__Dataset entries__:
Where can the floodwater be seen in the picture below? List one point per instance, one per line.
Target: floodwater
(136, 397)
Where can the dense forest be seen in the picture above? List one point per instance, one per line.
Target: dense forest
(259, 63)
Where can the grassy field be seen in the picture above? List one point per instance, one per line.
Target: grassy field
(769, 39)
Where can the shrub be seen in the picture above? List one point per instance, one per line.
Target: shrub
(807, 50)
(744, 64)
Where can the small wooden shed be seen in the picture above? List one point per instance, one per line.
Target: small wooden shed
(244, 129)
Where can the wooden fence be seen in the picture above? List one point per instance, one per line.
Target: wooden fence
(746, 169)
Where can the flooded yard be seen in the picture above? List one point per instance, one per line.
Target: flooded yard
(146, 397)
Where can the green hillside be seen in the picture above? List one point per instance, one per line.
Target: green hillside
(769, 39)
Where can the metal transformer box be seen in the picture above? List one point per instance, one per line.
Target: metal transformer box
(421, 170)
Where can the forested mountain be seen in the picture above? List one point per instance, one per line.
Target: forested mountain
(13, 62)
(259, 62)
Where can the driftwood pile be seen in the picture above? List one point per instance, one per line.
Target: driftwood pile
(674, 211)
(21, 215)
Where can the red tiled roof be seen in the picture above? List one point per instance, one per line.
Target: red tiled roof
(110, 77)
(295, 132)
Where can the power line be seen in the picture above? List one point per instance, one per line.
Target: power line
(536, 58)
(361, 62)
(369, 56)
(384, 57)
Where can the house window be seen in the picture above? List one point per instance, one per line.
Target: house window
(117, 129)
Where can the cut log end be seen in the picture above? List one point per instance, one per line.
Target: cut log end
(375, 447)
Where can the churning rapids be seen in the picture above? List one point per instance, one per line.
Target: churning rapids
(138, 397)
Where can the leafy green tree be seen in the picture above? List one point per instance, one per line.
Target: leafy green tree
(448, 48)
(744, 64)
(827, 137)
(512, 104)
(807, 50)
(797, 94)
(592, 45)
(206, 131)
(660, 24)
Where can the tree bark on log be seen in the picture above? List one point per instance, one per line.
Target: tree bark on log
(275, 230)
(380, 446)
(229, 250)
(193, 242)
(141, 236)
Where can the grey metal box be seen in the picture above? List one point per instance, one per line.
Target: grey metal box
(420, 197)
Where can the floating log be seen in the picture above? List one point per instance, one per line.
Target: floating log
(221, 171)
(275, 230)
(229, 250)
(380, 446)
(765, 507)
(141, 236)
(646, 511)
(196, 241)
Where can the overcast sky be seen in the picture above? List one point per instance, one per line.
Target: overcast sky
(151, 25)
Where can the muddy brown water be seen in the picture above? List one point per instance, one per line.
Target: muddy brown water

__Problem requirements__:
Could you restate, word for word, the lines above from the one with "Where can the wooden" to the one with "Where can the driftwood", both included?

__Task solution__:
Where can the wooden fence be seen in the picture above? List one point per instance, one per line.
Target: wooden fence
(746, 169)
Where can the flooded yard be seen in the picture above? List one point per instance, one per line.
Target: flooded yard
(146, 397)
Where can the green hillside be seen in the picture above? List one point per instance, one per line.
Target: green hillside
(769, 39)
Where can the metal transformer box be seen in the picture above? List one point per instance, one per line.
Target: metal transformer box
(421, 170)
Where can the forested mountain be seen in the picture above? List one point per instance, one per line.
Target: forested mountain
(13, 62)
(259, 62)
Where can the driftwood pile be seen in the picture above? List one point per instance, one per line.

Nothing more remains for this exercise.